> Problem to work on
Please display, copied in full, every line below that contains the word "gray".
-=-=-=-=-
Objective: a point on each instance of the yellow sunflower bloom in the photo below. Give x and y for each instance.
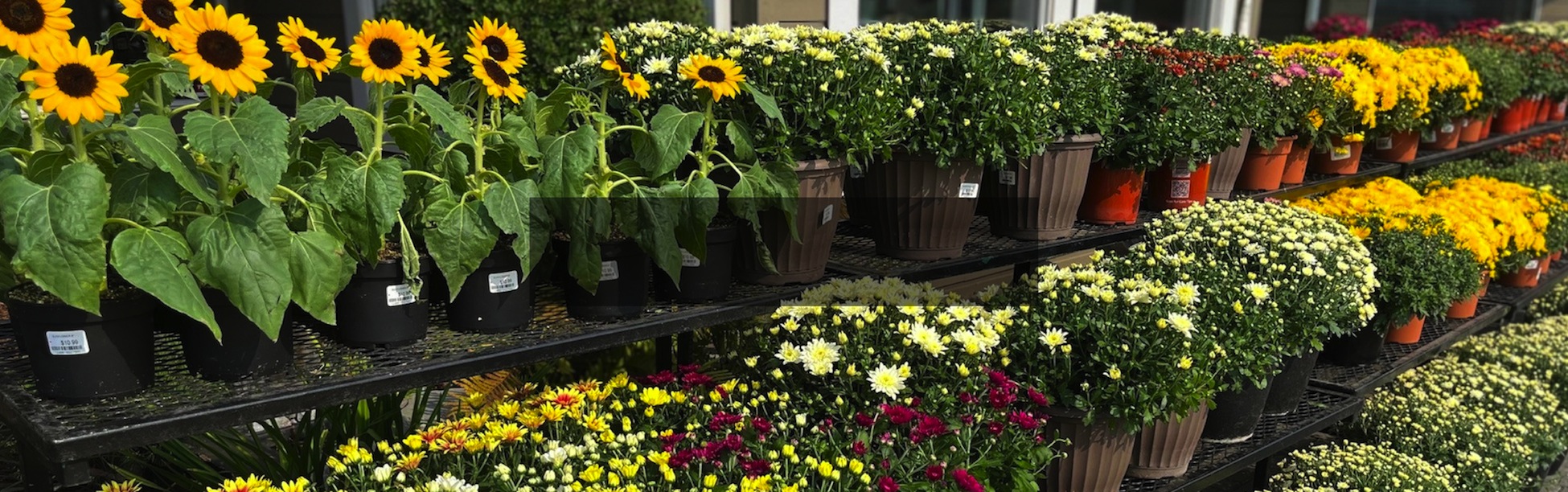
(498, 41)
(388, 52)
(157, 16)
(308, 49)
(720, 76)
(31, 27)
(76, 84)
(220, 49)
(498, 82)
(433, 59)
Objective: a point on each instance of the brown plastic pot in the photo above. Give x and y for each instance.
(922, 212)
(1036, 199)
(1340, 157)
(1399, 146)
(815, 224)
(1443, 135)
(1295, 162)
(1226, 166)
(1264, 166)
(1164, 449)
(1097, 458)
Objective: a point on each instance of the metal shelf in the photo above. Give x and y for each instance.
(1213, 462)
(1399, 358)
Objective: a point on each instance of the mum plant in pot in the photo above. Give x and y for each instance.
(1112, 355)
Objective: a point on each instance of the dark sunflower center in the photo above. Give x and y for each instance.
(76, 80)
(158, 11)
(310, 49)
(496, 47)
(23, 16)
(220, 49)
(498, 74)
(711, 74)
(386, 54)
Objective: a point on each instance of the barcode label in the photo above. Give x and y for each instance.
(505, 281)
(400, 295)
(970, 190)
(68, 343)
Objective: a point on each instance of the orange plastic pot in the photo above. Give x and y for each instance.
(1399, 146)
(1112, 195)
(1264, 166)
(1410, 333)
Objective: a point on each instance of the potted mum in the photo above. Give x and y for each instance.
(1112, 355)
-=-=-=-=-
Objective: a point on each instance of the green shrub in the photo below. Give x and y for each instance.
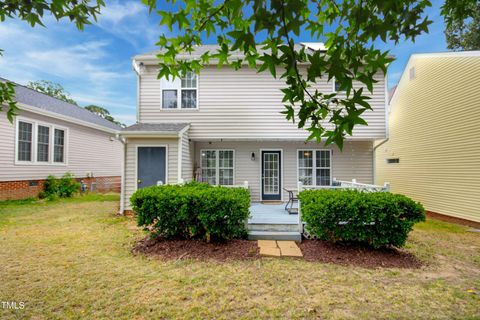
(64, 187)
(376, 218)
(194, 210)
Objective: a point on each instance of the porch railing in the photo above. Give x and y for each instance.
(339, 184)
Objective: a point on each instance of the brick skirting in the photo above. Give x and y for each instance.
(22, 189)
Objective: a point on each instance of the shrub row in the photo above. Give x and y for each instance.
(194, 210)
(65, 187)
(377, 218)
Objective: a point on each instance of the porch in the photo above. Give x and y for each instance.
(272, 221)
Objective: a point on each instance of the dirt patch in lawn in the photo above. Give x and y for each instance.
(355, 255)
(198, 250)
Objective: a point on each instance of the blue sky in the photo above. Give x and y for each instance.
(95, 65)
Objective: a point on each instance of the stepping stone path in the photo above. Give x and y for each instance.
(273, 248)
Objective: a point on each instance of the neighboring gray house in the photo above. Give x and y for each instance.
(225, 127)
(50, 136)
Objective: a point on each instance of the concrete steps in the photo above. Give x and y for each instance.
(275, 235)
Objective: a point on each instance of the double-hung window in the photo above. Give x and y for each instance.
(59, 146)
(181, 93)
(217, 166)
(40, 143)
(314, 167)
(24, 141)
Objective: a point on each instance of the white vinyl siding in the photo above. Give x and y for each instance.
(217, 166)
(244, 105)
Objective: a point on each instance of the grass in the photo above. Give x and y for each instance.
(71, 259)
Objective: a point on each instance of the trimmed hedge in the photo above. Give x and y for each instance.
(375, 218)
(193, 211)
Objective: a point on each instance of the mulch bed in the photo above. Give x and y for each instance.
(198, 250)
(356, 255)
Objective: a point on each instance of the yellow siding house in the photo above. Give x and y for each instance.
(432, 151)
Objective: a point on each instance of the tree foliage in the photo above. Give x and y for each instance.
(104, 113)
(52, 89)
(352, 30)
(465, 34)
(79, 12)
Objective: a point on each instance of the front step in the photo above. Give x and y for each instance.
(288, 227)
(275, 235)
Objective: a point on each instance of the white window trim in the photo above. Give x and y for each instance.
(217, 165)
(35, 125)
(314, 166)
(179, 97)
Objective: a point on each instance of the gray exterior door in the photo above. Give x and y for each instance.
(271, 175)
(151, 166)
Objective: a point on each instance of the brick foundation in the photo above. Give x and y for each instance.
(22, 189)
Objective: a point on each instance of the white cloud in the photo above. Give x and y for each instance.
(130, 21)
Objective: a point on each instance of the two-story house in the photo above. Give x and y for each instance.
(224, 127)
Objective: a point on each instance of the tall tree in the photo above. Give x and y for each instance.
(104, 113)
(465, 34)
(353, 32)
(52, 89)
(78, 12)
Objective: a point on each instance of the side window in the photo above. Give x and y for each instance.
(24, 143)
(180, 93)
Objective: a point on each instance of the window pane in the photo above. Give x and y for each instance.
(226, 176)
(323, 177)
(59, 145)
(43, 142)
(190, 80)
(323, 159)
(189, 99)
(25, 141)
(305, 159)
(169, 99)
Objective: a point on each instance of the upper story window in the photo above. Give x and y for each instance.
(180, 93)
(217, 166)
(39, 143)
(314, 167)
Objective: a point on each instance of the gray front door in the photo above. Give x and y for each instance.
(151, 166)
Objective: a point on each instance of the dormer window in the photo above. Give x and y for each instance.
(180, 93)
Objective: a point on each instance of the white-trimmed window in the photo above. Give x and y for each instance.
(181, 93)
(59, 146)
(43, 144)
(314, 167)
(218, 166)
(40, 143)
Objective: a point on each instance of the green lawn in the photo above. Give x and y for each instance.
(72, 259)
-=-=-=-=-
> Answer for this exercise
Objective: a point on each instance of the neighboring gray house in the photo above. Give x and y for each instance.
Objective: a point on each instance of the gray exterior door in the photo above. Give x and y for each instance.
Objective: a point on each instance of the gray front door in the photo above. Give x and y for each instance.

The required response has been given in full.